• **DATASET EXCERPTS**
______

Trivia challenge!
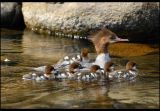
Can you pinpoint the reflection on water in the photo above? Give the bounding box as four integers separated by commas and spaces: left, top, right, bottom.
1, 30, 159, 108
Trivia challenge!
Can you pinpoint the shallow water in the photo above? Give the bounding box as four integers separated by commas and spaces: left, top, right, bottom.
1, 30, 159, 109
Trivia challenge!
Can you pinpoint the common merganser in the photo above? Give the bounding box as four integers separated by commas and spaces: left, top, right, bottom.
106, 61, 138, 80
89, 28, 128, 68
4, 58, 11, 62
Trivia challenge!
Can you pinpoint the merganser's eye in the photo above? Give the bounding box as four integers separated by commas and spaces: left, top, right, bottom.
110, 36, 116, 40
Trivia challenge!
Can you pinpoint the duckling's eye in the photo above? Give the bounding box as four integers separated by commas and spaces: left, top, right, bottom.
132, 66, 137, 70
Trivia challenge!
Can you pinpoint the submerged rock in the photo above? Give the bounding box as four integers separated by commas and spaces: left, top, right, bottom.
1, 2, 25, 30
22, 2, 159, 41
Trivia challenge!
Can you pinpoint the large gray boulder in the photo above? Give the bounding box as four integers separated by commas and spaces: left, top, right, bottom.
1, 2, 25, 30
22, 2, 159, 41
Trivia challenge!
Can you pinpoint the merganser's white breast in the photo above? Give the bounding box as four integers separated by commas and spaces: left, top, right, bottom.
95, 53, 111, 68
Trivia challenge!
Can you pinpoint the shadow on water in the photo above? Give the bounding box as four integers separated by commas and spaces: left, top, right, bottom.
1, 30, 159, 109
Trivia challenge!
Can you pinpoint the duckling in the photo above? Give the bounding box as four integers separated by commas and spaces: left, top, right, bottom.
22, 65, 56, 81
89, 28, 128, 68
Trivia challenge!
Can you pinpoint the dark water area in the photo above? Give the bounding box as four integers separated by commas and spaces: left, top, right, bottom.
1, 30, 159, 109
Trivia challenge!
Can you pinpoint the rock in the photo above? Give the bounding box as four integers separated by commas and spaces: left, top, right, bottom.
1, 2, 25, 30
22, 2, 159, 41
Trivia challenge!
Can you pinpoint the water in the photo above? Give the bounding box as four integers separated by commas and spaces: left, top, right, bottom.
1, 30, 159, 109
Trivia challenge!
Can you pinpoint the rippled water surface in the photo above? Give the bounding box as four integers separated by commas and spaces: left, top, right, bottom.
1, 30, 159, 109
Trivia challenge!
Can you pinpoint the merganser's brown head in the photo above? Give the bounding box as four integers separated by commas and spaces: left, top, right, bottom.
104, 62, 114, 72
89, 28, 128, 54
69, 62, 81, 73
126, 61, 136, 70
45, 65, 54, 75
90, 65, 100, 73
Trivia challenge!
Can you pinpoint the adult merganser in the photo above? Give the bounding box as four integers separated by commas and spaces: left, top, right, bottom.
106, 61, 138, 80
56, 62, 82, 79
89, 28, 128, 68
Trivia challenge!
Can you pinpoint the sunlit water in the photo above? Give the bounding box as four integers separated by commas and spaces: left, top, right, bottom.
1, 30, 159, 109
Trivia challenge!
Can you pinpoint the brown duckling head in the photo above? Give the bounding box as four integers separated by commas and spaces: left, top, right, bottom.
69, 62, 80, 73
90, 65, 100, 73
104, 62, 114, 72
126, 61, 136, 70
45, 65, 54, 75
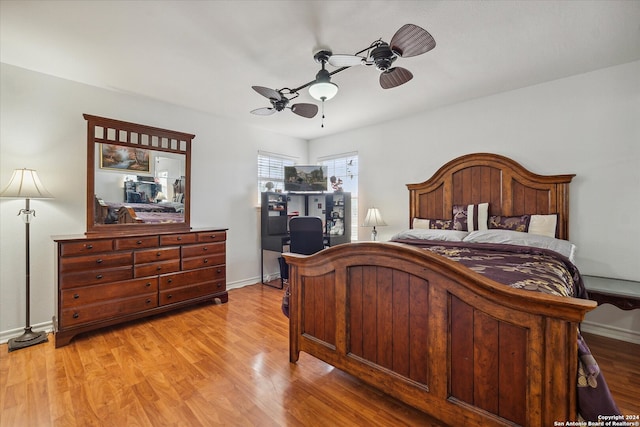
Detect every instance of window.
[258,151,295,204]
[318,153,358,240]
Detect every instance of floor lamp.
[0,169,53,351]
[362,208,387,241]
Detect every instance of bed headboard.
[407,153,575,240]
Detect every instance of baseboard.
[580,321,640,344]
[0,321,53,344]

______

Reproduce verbatim the lines starting at the one containing "Detect every instance of window." and ending at the last line of the items.

Detect every instance of window.
[258,151,295,204]
[318,153,358,240]
Detect every instance of floor lamp.
[0,169,53,351]
[362,208,387,241]
Detect every instance of bed headboard.
[407,153,575,240]
Detect every instance of baseboard.
[580,321,640,344]
[0,321,53,344]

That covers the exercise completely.